**Vorliegender Text**
Klaus Spyra: "Wenn man hinten nass wurde, wusste man, dass es zu Ende ist"
Die Wand ist weg, aus dem ehemals schmalen Gang wurde ein größerer Empfangsbereich. Spyra geht ins Haus, blickt nach links. "Wo jetzt die beiden Korbsessel stehen, fanden die Übergriffe statt. Wenn man zum Diakon kommen musste, wusste man, was passiert."
Damals seien in dem Raum, damals ein Büro, Stühle mit Armlehne gestanden. "Unter dieser Lehne mussten wir uns mit dem Bauch auf die Sitzfläche legen, dadurch war man eingeklemmt. Wenn man hinten nass wurde, wusste man, dass es zu Ende ist."
Zu Ende für dieses Mal.

Im Speisesaal suchen die beiden Männer ihre damaligen Plätze. Zur Tischgruppe gehörten drei weitere Jungen - und der Diakon. "Alle, die er vergewaltigt hat, mussten bei ihm sitzen", sagt Hermann Ammon. "Drei sind tot." Sie seien damit nicht zurechtgekommen, hätten als junge Erwachsene Suizid begangen.
"Wir haben am Tisch untereinander nicht geredet." Einmal habe es ein Junge versucht, erinnert sich Spyra. "Hat er dich auch ..." - weiter sei der Junge nicht gekommen. "Da hat ihm der Diakon so fest eine geknallt, dass er vom Stuhl flog." Wenn ein Junge im Stehen frühstückte, weil er Schmerzen hatte, "da wussten alle anderen, dass er dieses Mal dran war".

Hermann Ammon erzählt, er habe sich zum Küchendienst gemeldet, Käse und Wurst stibitzt. Das gab es nur fürs Personal. "Wir waren alle Hungerhaken, dürr. Morgens gab es Haferschleim, am Mittag Suppe, am Abend wieder Haferschleim. Wir hatten immer Hunger."

**Datenauszug**
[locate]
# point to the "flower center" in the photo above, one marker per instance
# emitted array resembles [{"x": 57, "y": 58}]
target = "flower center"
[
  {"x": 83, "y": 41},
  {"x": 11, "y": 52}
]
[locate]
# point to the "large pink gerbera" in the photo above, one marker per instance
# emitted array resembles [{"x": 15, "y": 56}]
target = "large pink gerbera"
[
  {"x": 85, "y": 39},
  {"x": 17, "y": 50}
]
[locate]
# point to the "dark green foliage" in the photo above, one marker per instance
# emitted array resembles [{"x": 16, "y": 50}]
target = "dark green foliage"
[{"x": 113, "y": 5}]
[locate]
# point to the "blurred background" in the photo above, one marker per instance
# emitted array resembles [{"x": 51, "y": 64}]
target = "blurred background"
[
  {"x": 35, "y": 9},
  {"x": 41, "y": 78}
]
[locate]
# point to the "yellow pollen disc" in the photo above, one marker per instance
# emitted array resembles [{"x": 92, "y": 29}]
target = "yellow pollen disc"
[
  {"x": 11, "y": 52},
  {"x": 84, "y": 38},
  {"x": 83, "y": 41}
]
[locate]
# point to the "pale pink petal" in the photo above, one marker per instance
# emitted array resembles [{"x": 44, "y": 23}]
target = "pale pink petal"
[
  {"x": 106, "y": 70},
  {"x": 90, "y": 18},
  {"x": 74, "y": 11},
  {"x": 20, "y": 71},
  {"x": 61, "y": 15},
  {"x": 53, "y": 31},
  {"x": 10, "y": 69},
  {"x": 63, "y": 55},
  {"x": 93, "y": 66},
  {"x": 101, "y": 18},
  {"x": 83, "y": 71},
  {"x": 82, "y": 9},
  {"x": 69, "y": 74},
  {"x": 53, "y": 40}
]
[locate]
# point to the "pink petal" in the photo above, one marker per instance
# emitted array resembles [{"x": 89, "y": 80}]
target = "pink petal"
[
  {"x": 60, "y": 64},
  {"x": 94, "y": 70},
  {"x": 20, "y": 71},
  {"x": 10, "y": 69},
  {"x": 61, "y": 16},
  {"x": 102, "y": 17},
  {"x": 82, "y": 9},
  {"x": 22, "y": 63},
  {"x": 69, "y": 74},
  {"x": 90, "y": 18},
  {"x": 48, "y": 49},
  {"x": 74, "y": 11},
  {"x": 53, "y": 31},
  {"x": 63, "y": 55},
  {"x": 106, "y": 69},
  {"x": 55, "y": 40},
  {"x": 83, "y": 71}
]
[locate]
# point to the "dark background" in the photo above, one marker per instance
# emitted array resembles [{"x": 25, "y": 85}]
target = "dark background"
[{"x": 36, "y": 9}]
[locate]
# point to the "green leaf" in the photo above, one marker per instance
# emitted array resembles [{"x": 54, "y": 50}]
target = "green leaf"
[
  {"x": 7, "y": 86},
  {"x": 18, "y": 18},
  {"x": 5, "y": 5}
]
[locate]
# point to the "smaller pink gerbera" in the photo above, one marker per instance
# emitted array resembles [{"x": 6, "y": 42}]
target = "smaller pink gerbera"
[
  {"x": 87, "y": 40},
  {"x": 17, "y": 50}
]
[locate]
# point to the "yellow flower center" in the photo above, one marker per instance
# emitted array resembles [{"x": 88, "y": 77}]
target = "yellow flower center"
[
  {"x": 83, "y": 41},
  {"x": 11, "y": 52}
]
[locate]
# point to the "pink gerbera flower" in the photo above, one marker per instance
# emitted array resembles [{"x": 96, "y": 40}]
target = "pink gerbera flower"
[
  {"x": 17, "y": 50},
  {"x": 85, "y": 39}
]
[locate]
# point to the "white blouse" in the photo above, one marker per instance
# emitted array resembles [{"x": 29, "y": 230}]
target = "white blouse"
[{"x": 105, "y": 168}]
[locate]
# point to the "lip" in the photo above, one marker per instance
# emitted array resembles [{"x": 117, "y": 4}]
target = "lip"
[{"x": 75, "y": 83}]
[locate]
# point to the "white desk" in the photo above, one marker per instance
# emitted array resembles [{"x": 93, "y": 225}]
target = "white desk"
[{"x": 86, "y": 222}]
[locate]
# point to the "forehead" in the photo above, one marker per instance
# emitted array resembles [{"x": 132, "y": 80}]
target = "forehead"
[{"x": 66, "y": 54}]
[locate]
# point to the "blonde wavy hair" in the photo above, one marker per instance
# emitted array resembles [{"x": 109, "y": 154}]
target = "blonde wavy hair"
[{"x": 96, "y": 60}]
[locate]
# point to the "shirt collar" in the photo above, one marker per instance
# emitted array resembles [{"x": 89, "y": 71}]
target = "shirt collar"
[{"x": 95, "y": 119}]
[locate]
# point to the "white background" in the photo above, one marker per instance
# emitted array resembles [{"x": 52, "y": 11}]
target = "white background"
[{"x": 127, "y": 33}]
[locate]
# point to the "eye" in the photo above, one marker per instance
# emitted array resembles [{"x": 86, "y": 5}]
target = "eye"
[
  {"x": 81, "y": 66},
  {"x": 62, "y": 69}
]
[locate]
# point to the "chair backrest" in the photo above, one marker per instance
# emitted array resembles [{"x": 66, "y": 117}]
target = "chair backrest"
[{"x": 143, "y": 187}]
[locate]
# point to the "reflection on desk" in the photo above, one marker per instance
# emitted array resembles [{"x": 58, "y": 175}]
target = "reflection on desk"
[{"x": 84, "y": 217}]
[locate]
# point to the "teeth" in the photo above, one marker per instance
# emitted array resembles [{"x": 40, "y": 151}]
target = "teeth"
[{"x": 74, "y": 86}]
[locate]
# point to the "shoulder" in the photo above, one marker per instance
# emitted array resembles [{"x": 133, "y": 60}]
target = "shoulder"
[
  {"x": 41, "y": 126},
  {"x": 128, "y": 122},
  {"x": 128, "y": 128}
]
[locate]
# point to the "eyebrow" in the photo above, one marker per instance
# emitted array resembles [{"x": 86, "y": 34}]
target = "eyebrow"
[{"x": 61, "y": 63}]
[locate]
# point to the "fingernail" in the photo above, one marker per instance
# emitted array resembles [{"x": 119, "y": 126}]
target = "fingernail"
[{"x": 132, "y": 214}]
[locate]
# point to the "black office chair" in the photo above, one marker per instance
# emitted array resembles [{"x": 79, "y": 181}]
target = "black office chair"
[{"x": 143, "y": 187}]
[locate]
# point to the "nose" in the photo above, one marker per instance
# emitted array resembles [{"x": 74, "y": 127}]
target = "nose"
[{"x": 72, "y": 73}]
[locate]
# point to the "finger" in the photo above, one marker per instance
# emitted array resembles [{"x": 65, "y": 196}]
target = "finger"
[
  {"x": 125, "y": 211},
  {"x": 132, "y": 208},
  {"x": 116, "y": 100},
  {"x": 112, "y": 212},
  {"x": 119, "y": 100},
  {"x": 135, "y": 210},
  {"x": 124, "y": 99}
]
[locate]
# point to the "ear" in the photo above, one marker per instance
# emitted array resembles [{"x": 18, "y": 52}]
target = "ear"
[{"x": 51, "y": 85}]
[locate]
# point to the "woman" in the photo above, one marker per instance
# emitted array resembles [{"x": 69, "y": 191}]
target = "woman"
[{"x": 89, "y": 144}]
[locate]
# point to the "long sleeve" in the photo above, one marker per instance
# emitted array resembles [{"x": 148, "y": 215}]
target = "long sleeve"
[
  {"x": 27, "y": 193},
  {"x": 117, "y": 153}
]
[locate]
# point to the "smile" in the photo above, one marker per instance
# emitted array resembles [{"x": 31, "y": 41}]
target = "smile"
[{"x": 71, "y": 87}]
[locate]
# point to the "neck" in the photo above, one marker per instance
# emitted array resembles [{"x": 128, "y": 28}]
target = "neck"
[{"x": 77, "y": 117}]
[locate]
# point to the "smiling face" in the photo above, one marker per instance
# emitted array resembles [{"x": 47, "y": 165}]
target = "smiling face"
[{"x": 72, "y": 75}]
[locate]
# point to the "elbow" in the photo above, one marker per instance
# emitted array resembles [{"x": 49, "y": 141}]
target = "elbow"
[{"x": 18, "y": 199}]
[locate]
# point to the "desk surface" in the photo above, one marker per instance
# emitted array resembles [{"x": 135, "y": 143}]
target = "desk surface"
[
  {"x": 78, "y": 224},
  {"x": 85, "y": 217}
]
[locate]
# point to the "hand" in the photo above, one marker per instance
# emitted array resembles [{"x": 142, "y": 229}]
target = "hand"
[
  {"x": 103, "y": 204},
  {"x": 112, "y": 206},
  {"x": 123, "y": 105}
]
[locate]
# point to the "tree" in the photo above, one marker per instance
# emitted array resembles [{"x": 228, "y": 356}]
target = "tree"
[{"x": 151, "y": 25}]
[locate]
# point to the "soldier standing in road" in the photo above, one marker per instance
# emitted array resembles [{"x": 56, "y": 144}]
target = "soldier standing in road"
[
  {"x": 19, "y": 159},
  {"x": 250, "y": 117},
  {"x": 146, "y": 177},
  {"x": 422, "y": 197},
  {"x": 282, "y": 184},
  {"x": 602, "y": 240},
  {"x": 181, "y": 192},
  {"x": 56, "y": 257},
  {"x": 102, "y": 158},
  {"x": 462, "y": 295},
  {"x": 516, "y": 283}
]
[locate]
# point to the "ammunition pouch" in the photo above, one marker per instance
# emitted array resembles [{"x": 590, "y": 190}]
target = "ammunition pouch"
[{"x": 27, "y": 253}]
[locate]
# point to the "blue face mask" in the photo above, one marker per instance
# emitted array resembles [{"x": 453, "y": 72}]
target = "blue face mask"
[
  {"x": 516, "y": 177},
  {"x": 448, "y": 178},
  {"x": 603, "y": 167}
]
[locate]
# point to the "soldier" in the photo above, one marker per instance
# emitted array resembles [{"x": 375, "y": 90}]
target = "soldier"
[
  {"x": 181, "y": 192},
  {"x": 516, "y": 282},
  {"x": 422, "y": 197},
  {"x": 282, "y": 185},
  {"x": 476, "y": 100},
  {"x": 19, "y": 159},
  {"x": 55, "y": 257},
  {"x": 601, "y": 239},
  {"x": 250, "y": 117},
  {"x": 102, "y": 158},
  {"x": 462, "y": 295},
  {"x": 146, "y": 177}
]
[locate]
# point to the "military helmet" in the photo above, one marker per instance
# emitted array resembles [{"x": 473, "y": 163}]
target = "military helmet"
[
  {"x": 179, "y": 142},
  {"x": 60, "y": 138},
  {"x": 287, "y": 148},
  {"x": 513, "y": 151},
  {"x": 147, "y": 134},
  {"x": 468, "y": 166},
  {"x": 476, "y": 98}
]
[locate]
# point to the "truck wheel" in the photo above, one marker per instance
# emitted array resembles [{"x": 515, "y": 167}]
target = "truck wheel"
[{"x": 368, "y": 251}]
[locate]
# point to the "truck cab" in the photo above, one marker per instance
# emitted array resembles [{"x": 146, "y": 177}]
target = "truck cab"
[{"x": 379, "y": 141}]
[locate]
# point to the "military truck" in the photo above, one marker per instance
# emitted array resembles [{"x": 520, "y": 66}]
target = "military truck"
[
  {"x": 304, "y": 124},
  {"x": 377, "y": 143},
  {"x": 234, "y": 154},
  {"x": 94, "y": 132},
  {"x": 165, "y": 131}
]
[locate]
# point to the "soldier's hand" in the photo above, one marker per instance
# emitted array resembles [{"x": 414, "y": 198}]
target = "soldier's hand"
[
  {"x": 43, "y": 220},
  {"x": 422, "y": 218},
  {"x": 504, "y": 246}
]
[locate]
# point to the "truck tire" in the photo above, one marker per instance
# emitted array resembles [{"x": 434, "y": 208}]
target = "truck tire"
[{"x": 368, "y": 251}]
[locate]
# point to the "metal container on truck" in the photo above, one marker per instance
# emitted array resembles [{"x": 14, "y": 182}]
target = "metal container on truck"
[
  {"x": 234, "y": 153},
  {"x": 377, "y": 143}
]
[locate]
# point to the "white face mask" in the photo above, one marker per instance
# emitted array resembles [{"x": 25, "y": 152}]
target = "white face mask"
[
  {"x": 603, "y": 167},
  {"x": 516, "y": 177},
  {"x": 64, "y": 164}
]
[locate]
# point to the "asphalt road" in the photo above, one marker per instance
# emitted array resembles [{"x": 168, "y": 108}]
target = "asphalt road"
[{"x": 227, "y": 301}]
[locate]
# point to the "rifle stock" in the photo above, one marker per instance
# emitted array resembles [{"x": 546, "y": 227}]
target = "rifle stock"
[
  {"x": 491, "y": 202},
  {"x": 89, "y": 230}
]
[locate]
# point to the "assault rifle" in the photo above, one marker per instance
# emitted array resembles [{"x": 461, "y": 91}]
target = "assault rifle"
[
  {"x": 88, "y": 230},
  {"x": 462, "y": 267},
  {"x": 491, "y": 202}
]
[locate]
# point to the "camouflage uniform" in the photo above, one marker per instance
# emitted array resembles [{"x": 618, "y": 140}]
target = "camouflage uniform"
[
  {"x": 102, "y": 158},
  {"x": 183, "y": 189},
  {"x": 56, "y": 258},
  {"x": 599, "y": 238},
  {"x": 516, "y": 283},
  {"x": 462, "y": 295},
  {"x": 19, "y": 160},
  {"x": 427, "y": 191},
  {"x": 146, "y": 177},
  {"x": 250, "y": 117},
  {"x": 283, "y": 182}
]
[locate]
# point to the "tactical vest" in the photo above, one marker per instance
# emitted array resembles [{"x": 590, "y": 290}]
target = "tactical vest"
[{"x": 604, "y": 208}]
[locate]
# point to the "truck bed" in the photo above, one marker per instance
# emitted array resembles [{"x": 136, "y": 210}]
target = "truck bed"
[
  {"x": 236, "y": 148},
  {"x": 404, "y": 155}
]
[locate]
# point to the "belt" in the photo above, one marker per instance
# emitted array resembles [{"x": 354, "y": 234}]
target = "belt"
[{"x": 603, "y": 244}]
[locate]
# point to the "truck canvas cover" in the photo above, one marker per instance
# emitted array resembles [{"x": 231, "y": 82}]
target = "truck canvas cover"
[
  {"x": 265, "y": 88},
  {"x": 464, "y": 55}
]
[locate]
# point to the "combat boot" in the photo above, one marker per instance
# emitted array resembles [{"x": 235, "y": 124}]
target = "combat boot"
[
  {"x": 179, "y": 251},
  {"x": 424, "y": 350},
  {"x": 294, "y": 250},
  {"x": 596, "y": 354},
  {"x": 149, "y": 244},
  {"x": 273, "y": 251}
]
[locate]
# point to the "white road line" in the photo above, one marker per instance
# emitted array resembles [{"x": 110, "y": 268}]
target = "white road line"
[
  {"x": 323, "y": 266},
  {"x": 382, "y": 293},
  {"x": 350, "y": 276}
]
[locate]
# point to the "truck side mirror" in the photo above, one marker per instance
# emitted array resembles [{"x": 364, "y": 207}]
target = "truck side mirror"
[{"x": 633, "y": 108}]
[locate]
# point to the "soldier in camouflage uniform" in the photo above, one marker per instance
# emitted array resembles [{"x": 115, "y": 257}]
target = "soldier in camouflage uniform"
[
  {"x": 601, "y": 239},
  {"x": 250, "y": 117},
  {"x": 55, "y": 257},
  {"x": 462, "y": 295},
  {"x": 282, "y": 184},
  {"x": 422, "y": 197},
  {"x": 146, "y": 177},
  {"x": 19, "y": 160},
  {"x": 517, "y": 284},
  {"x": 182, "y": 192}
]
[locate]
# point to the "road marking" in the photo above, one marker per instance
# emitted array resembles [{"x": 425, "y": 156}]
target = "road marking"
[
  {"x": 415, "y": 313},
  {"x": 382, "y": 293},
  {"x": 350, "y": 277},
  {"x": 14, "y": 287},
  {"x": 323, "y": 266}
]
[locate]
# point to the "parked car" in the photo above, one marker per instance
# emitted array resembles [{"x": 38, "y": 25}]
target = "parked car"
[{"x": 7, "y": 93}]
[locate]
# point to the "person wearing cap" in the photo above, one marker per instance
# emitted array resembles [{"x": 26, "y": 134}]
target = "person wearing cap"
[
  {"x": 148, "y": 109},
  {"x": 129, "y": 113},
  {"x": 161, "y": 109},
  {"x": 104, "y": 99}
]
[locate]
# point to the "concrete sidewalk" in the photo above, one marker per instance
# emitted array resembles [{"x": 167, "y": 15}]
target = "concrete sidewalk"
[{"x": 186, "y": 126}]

**Zu erledigen**
a: Was gab es laut dem Bericht über die Erinnerungen von Klaus Spyra und Hermann Ammon morgens und abends zu essen?
b: Bearbeite im Bericht über die Erinnerungen von Klaus Spyra und Hermann Ammon den Abschnitt von „Die Wand ist“ bis „Erwachsene Suizid begangen.“, indem du „Korbsessel“ durch „Ledersessel“ ersetzt.
c: Setze den Bericht über die Erinnerungen von Klaus Spyra und Hermann Ammon nach seinem letzten Satz fort.

**Erwartete Antworten**
a: Haferschleim.

b:
Die Wand ist weg, aus dem ehemals schmalen Gang wurde ein größerer Empfangsbereich. Spyra geht ins Haus, blickt nach links. "Wo jetzt die beiden Ledersessel stehen, fanden die Übergriffe statt. Wenn man zum Diakon kommen musste, wusste man, was passiert."
Damals seien in dem Raum, damals ein Büro, Stühle mit Armlehne gestanden. "Unter dieser Lehne mussten wir uns mit dem Bauch auf die Sitzfläche legen, dadurch war man eingeklemmt. Wenn man hinten nass wurde, wusste man, dass es zu Ende ist."
Zu Ende für dieses Mal.

Im Speisesaal suchen die beiden Männer ihre damaligen Plätze. Zur Tischgruppe gehörten drei weitere Jungen - und der Diakon. "Alle, die er vergewaltigt hat, mussten bei ihm sitzen", sagt Hermann Ammon. "Drei sind tot." Sie seien damit nicht zurechtgekommen, hätten als junge Erwachsene Suizid begangen.

c:
Beim Kaffee im gemütlichen Mitarbeiterzimmer kommt die Psychologin des Hauses dazu. "So jemanden wie Sie hätten wir damals auch gebraucht", sagt Hermann Ammon. "Wir konnten uns niemandem anvertrauen."
Klaus Spyra macht Heimleiter Koob auf eine Information in der 2009 erschienenen Chronik des Heimathistorikers Gerhard Schätzlein zum Nicolhaus aufmerksam. "Wussten Sie, dass das Heim bereits 1956 kurz vor der Schließung stand? Wegen Verwahrlosung und sittlicher Vorkommnisse."

In der Chronik ist der Pfarrer häufig abgebildet. Der Diakon nur einmal, auf einem unscharfen Foto. Auch ein Erzieher ist zu sehen. "Er hat mit uns komische Spielchen gemacht", sagt Spyra, "gemeinsames Onanieren".
Spyra verweilt nicht lange beim "Käffchen". Er schaut sich im Heim um. "Unser altes Zimmer, wo wir früher zu fünft untergebracht waren, ist jetzt ein Einzelzimmer", sagt er. Und: "Es ist gut so, wie es jetzt ist."

Hermann Ammon trinkt einen Schluck, stellt die Tasse ab. "Obwohl es so oft geschah, werden die Vergewaltigungen in meiner Erinnerung zu einer einzigen Episode, die ich abgespeichert habe." Ein Überlebensmechanismus?
Schon als Säugling war Ammon in ein Heim in Mittelfranken gekommen, im Alter von zwei Jahren dann nach Willmars ins Nicolhaus. Mit 13 wurde er getauft, mit 14 konfirmiert. "Danach hat der Pfarrer mich nicht mehr angerührt." Weil er nun kein Heidenkind mehr war?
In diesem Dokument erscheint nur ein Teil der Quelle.